▸ Problem:
Write the listing out again, all of it, word for word.

(Records from a data source)

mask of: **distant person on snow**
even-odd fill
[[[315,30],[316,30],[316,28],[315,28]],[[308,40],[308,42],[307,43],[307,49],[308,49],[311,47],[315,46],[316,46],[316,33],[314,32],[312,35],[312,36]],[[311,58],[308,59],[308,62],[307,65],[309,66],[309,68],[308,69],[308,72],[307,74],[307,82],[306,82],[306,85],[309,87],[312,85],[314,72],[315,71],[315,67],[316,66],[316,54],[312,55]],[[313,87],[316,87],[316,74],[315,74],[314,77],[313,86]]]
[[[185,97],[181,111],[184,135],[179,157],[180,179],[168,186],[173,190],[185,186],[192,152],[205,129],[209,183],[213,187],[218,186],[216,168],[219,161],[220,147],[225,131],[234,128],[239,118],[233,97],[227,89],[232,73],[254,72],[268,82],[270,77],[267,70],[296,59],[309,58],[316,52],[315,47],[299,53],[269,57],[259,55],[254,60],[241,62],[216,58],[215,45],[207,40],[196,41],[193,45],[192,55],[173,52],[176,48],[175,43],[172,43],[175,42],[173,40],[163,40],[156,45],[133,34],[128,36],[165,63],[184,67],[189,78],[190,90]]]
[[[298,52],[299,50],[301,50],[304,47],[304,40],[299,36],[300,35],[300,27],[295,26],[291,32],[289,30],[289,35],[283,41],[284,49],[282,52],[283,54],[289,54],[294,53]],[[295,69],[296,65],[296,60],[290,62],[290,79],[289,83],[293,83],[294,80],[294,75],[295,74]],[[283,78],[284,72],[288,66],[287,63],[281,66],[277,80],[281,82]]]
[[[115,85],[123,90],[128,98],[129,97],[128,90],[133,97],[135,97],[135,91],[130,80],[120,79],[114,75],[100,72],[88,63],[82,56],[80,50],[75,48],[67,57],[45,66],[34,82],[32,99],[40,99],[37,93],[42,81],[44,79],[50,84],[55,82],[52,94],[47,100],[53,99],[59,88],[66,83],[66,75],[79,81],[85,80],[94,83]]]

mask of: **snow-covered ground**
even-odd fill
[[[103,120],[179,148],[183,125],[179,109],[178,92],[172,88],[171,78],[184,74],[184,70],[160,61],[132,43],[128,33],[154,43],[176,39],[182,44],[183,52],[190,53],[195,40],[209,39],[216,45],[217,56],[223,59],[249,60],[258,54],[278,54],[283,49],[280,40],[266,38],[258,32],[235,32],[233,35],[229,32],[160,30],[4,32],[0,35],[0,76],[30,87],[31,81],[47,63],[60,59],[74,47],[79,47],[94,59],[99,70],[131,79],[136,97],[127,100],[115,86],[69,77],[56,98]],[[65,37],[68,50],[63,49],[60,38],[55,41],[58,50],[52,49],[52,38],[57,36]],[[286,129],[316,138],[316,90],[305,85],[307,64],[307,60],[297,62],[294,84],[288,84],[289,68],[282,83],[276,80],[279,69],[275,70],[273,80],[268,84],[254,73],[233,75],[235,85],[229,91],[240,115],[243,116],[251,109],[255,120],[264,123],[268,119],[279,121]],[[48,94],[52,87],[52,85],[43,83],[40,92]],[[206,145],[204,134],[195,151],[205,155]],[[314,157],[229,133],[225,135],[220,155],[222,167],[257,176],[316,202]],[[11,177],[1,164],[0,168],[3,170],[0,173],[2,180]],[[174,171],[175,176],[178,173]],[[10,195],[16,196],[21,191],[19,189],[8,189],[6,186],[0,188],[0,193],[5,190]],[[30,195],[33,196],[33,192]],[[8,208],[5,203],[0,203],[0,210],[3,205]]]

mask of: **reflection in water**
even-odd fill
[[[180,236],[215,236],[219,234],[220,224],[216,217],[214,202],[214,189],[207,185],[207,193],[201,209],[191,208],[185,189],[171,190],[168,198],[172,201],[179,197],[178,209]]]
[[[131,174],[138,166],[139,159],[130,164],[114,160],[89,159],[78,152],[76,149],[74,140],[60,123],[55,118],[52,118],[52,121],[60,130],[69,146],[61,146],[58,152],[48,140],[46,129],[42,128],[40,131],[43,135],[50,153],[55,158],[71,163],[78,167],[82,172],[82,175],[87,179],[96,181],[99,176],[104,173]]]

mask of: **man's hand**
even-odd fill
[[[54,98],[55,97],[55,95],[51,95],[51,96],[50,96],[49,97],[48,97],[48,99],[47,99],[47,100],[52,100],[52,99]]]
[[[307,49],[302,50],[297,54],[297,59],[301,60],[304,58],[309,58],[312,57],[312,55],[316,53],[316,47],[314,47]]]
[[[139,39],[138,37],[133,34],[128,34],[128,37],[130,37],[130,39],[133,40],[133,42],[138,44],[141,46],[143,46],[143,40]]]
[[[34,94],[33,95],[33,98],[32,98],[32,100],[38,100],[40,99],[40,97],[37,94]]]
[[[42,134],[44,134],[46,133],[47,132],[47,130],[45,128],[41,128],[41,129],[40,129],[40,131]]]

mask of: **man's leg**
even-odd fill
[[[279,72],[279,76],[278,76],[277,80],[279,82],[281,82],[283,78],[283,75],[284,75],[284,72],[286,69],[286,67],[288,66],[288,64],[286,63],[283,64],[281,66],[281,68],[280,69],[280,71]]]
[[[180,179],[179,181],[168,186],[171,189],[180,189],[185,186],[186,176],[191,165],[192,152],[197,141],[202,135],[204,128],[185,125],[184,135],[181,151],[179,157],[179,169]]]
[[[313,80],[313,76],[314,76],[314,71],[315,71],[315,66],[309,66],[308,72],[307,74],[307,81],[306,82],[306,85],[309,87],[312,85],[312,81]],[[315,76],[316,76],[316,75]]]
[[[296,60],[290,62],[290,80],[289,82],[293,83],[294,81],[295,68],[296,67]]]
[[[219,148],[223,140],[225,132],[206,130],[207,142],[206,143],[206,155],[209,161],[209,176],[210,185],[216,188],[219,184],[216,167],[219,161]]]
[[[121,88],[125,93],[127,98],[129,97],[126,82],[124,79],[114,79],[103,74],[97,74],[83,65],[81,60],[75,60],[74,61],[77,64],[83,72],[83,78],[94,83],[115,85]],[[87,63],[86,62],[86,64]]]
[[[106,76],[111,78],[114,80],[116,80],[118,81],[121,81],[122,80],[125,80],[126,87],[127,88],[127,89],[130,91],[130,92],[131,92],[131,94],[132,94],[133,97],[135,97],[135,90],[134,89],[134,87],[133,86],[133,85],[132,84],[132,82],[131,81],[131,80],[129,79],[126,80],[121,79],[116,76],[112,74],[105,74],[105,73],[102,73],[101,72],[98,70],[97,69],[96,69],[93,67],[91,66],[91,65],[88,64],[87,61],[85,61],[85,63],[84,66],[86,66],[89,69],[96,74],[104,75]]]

▸ Answer:
mask of: **distant person on snow**
even-odd fill
[[[315,30],[316,30],[316,28],[315,28]],[[308,40],[308,42],[307,43],[307,49],[308,49],[311,47],[315,46],[316,46],[316,33],[314,32],[312,35],[312,36]],[[311,58],[308,59],[308,62],[307,65],[309,66],[309,68],[308,69],[308,72],[307,74],[307,82],[306,82],[306,85],[309,87],[312,85],[314,72],[315,71],[315,67],[316,66],[316,54],[312,55]],[[313,87],[316,87],[316,74],[315,74],[314,77],[313,86]]]
[[[185,97],[181,111],[184,135],[179,157],[180,179],[168,186],[173,190],[185,186],[192,152],[205,129],[209,183],[213,187],[218,186],[216,168],[219,161],[220,147],[225,131],[234,128],[239,118],[233,97],[227,89],[232,73],[254,72],[268,82],[270,77],[267,70],[296,59],[309,58],[316,52],[315,47],[299,53],[269,57],[259,55],[254,60],[241,62],[216,58],[215,45],[207,40],[196,41],[193,45],[192,55],[173,52],[176,48],[175,43],[172,43],[175,42],[173,40],[163,40],[156,45],[133,34],[128,36],[165,63],[184,67],[189,78],[190,90]]]
[[[298,52],[299,50],[301,50],[304,47],[304,40],[299,36],[300,35],[300,27],[295,26],[291,32],[289,30],[289,35],[283,41],[284,49],[282,52],[283,54],[289,54],[294,53]],[[295,69],[296,65],[296,60],[290,62],[290,79],[289,83],[293,83],[294,80],[294,75],[295,74]],[[283,78],[284,72],[288,66],[287,63],[281,66],[277,80],[281,82]]]
[[[115,85],[123,90],[128,98],[129,97],[128,90],[133,97],[135,97],[135,91],[130,80],[120,79],[114,75],[100,72],[88,63],[82,56],[80,50],[75,48],[67,57],[45,66],[34,82],[32,99],[40,99],[37,93],[42,81],[44,79],[50,84],[55,82],[52,94],[47,100],[53,99],[59,88],[66,83],[66,75],[79,81],[85,80],[94,83]]]

mask of: **snow-covered ground**
even-odd fill
[[[103,120],[179,148],[183,125],[179,109],[178,92],[172,88],[171,78],[184,74],[184,70],[160,61],[132,43],[128,33],[154,43],[176,39],[182,44],[183,52],[190,53],[195,40],[209,39],[216,45],[217,56],[223,59],[249,60],[258,54],[278,54],[283,49],[280,40],[266,38],[258,32],[235,32],[233,35],[229,32],[160,30],[4,32],[0,35],[0,76],[30,87],[31,81],[47,63],[60,59],[74,47],[79,47],[94,59],[99,70],[131,79],[136,97],[127,100],[115,86],[69,77],[56,98]],[[65,37],[68,50],[63,49],[60,38],[55,41],[58,50],[52,49],[52,38],[57,36]],[[286,129],[316,138],[316,90],[305,85],[307,64],[307,60],[297,62],[294,84],[288,84],[289,68],[282,83],[276,80],[279,69],[275,70],[273,80],[268,84],[254,73],[233,75],[235,85],[229,91],[240,115],[243,116],[251,109],[255,120],[264,123],[268,119],[279,121]],[[48,94],[52,87],[52,85],[43,83],[40,92]],[[206,145],[204,134],[195,151],[205,155]],[[314,157],[229,133],[225,135],[220,155],[222,167],[257,176],[316,202]],[[11,177],[1,164],[0,168],[3,170],[0,173],[2,180]],[[174,171],[175,176],[178,173]],[[10,195],[16,196],[21,191],[19,189],[8,189],[6,186],[0,188],[0,193],[5,190]],[[30,195],[33,196],[33,192]],[[8,208],[5,203],[0,203],[0,210],[3,205]]]

mask of: **reflection in water**
even-odd fill
[[[180,236],[215,236],[219,234],[220,224],[216,217],[214,202],[214,189],[207,185],[207,193],[201,209],[191,208],[185,189],[171,190],[168,198],[172,201],[179,197],[178,209]]]
[[[131,174],[138,166],[139,159],[130,164],[114,160],[89,159],[78,152],[76,149],[74,140],[60,123],[55,118],[52,118],[52,121],[60,130],[69,146],[61,146],[58,152],[48,140],[46,129],[42,128],[40,131],[43,135],[50,153],[55,158],[71,163],[78,167],[82,172],[82,175],[87,179],[96,181],[99,176],[104,173]]]

mask of: **man's hand**
even-odd fill
[[[54,98],[55,97],[55,95],[51,95],[51,96],[50,96],[49,97],[48,97],[48,99],[47,99],[47,100],[52,100],[52,99]]]
[[[307,49],[302,50],[297,54],[297,59],[301,60],[304,58],[309,58],[312,57],[312,55],[316,53],[316,47],[314,47]]]
[[[139,39],[138,37],[133,34],[128,34],[128,37],[130,37],[130,39],[133,40],[133,42],[138,44],[141,46],[143,46],[143,40]]]
[[[34,94],[33,95],[33,98],[32,98],[32,100],[38,100],[40,99],[40,97],[37,94]]]
[[[42,134],[44,134],[46,133],[47,132],[47,130],[45,128],[41,128],[41,129],[40,129],[40,131]]]

mask of: **man's leg**
even-odd fill
[[[279,72],[279,76],[278,76],[277,80],[279,82],[281,82],[283,78],[283,75],[284,75],[284,72],[286,69],[286,67],[288,66],[288,64],[286,63],[283,64],[281,66],[281,68],[280,69],[280,71]]]
[[[180,179],[179,181],[168,186],[171,189],[180,189],[185,186],[186,176],[191,165],[192,152],[197,141],[202,135],[204,128],[185,125],[184,135],[181,151],[179,157],[179,169]]]
[[[313,80],[313,76],[314,76],[314,71],[315,71],[315,66],[309,66],[308,72],[307,74],[307,81],[306,82],[306,85],[309,87],[312,85],[312,81]],[[315,76],[316,76],[316,75]]]
[[[296,60],[290,62],[290,80],[289,82],[293,83],[294,81],[295,68],[296,67]]]
[[[219,148],[223,140],[225,132],[206,130],[207,142],[206,143],[206,155],[209,161],[209,176],[210,185],[216,188],[219,184],[216,167],[219,161]]]
[[[121,88],[125,93],[127,98],[129,97],[126,82],[124,79],[114,79],[103,74],[97,74],[83,65],[81,60],[75,60],[74,61],[77,64],[83,72],[83,78],[94,83],[115,85]],[[87,63],[86,62],[86,64]]]
[[[106,76],[111,78],[114,80],[116,80],[118,81],[121,81],[122,80],[125,80],[126,87],[127,88],[127,89],[130,91],[130,92],[131,92],[131,94],[132,94],[133,97],[135,97],[135,90],[134,89],[134,87],[133,86],[133,85],[132,84],[132,82],[131,81],[131,80],[129,79],[126,80],[121,79],[116,76],[112,74],[105,74],[105,73],[102,73],[101,72],[98,70],[97,69],[96,69],[93,67],[91,66],[91,65],[88,64],[87,61],[85,61],[85,63],[84,66],[86,66],[89,69],[96,74],[104,75]]]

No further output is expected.